五、封装 myunordered_set（只读迭代器）

cpp 复制代码

#pragma once
#include "HashTable.h"

namespace mySTL
{
    template<class K, class Hash = HashFunc<K>>
    class unordered_set
    {
        struct SetKeyOfT
        {
            const K& operator()(const K& key)
            {
                return key;
            }
        };

    public:
        typedef typename HashTable<K, const K, SetKeyOfT, Hash>::Iterator iterator;
        typedef typename HashTable<K, const K, SetKeyOfT, Hash>::ConstIterator const_iterator;

        iterator begin()
        {
            return _ht.Begin();
        }

        iterator end()
        {
            return _ht.End();
        }

        const_iterator begin() const
        {
            return _ht.Begin();
        }

        const_iterator end() const
        {
            return _ht.End();
        }

        pair<iterator, bool> insert(const K& key)
        {
            return _ht.Insert(key);
        }

        iterator find(const K& key)
        {
            return _ht.Find(key);
        }

        bool erase(const K& key)
        {
            return _ht.Erase(key);
        }

    private:
        HashTable<K, const K, SetKeyOfT, Hash> _ht;
    };
}

六、封装 myunordered_map（支持 operator \[\]）

cpp 复制代码

#pragma once
#include "HashTable.h"

namespace mySTL
{
    template<class K, class V, class Hash = HashFunc<K>>
    class unordered_map
    {
        struct MapKeyOfT
        {
            const K& operator()(const pair<const K, V>& kv)
            {
                return kv.first;
            }
        };

    public:
        typedef typename HashTable<K, pair<const K, V>, MapKeyOfT, Hash>::Iterator iterator;
        typedef typename HashTable<K, pair<const K, V>, MapKeyOfT, Hash>::ConstIterator const_iterator;

        iterator begin()
        {
            return _ht.Begin();
        }

        iterator end()
        {
            return _ht.End();
        }

        const_iterator begin() const
        {
            return _ht.Begin();
        }

        const_iterator end() const
        {
            return _ht.End();
        }

        pair<iterator, bool> insert(const pair<K, V>& kv)
        {
            return _ht.Insert(make_pair(kv.first, kv.second));
        }

        iterator find(const K& key)

(存储数据)
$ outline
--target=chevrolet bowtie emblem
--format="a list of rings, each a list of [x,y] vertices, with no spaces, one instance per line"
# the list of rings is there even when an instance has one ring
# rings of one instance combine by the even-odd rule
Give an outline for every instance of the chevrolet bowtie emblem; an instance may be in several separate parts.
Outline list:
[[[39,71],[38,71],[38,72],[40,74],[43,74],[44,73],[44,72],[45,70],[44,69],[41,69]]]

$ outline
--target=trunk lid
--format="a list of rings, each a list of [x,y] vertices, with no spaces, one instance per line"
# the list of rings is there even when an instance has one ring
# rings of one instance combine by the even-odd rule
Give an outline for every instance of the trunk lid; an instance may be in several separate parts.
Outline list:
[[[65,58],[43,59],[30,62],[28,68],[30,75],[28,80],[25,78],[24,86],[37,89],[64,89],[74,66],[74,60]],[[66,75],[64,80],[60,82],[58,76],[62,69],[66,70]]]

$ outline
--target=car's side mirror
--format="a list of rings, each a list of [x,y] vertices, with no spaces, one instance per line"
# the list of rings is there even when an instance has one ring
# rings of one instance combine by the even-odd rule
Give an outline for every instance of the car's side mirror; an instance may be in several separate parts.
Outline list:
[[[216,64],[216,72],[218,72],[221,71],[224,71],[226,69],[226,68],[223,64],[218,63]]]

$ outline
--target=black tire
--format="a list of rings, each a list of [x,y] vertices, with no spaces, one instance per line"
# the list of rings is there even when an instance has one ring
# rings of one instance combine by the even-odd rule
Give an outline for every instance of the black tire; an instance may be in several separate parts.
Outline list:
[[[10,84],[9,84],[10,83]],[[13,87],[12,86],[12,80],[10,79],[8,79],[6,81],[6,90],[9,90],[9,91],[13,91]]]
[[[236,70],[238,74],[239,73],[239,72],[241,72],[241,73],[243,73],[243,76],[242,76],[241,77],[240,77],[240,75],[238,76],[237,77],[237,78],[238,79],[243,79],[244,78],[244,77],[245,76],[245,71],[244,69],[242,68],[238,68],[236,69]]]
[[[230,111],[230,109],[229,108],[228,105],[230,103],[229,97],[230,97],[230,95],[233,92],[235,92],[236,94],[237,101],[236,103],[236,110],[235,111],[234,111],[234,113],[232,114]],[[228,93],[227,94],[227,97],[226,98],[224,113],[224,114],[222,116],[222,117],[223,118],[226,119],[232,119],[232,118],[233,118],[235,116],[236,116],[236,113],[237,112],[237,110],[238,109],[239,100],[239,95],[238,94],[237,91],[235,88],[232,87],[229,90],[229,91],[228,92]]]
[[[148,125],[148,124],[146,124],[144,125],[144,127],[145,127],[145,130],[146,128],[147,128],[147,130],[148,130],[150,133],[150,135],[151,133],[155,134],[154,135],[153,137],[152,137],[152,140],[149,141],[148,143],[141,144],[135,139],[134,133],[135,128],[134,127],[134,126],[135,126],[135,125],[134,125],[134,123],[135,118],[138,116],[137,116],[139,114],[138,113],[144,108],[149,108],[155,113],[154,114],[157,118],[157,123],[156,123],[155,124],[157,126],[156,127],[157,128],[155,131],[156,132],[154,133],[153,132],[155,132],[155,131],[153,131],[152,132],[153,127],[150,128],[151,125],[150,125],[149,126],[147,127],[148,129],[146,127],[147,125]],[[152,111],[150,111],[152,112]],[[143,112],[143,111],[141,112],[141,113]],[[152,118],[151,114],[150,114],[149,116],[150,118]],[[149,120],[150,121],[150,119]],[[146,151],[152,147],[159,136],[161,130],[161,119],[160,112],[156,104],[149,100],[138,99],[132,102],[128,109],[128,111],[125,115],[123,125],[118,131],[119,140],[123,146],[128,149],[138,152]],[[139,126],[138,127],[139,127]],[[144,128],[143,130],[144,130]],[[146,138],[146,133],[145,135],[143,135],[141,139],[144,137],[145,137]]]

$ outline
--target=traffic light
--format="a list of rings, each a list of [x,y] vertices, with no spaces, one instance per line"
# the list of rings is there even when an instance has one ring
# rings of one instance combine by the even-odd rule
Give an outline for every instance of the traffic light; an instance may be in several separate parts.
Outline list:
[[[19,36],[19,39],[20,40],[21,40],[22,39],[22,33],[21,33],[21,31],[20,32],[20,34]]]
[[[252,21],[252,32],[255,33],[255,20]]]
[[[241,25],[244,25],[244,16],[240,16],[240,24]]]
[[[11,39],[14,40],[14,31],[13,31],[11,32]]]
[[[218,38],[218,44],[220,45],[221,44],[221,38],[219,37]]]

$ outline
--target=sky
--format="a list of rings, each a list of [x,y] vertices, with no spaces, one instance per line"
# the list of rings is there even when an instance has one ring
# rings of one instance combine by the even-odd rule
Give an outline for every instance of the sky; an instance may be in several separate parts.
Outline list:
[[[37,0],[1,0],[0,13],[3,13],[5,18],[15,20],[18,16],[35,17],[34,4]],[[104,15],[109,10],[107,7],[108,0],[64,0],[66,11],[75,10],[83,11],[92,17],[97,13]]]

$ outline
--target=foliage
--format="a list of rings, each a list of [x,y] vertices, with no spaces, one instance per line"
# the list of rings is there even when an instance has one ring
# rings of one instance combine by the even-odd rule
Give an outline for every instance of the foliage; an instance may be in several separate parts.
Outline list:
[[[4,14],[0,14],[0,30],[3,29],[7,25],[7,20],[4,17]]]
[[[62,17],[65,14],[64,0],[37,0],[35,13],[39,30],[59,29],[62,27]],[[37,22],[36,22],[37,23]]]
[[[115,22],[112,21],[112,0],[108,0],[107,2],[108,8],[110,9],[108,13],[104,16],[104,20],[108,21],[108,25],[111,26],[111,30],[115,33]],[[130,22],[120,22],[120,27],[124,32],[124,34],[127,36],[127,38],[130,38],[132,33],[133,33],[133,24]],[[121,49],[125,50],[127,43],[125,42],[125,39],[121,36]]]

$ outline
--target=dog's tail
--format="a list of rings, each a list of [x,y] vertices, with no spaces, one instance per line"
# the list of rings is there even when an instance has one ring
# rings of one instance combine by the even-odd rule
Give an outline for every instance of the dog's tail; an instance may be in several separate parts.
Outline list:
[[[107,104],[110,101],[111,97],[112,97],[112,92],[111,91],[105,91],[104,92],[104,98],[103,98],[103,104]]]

问题陈述 1: 重新写出关于封装 unordered 容器的摘录中从"pair<iterator, bool> insert(const K&"到"erase(const K& key)"的部分，并把其中的"key"替换为"value"。
问题陈述 2: 从关于封装 unordered 容器的摘录结束的地方接着往下续写。
上述记录在此不起任何作用。

书面回答 1:
pair<iterator, bool> insert(const K& value)
        {
            return _ht.Insert(value);
        }

        iterator find(const K& value)
        {
            return _ht.Find(value);
        }

        bool erase(const K& value)

书面回答 2:
        {
            return _ht.Find(key);
        }

        bool erase(const K& key)
        {
            return _ht.Erase(key);
        }

        // operator[]
        V& operator[](const K& key)
        {
            pair<iterator, bool> ret = _ht.Insert(make_pair(key, V()));
            return ret.first->second;
        }

    private:
        HashTable<K, pair<const K, V>, MapKeyOfT, Hash> _ht;
    };
}

七、测试代码（可直接运行）

cpp 复制代码

#include <iostream>
#include <string>
#include "myUnorderedMap.h"
#include "myUnorderedSet.h"

using namespace std;
using namespace mySTL;

void test_unordered_set()
{
    unordered_set<int> s;
    s.insert(1);
    s.insert(2);
    s.insert(3);
    s.insert(2);

    for (auto x : s)
    {
        cout << x << " ";
    }
    cout << endl;
}

void test_unordered_map()
{
    unordered_map<string, string> dict;
    dict["hello"] = "你好";
    dict["hash"] = "哈希";
    dict["map"] = "映射";

    for (auto& kv : dict)
    {
        cout << kv.first << " : " << kv.second << endl;
    }
}

int main()
{
    test_unordered_set();
    test_unordered_map();
    return 0;
}

八、高频面试题（本文全覆盖）

1. unordered_map /unordered_set 底层结构？

哈希表（链地址法）。

2. 为什么迭代器要存哈希表指针？

为了支持 operator++ 跨桶遍历。

3. 为什么 map 存储 pair<const K,V>？

key 不能修改，否则哈希位置失效，结构崩溃。

4. 哈希表为什么使用质数容量？

让余数分布更均匀，大幅降低冲突率。

5. 为什么 unordered_map 和 unordered_set 可以复用？

通过 KeyOfT 仿函数统一提取 key。

6. 扩容为什么要重新哈希？

表长度变化，元素下标全部改变。

7. 为什么要实现 const_iterator？

保证 const 对象可遍历，且数据不可被修改。

8. insert 为什么返回 pair<iterator, bool>？

iterator：指向元素
bool：是否插入成功是实现 operator[] 的基础。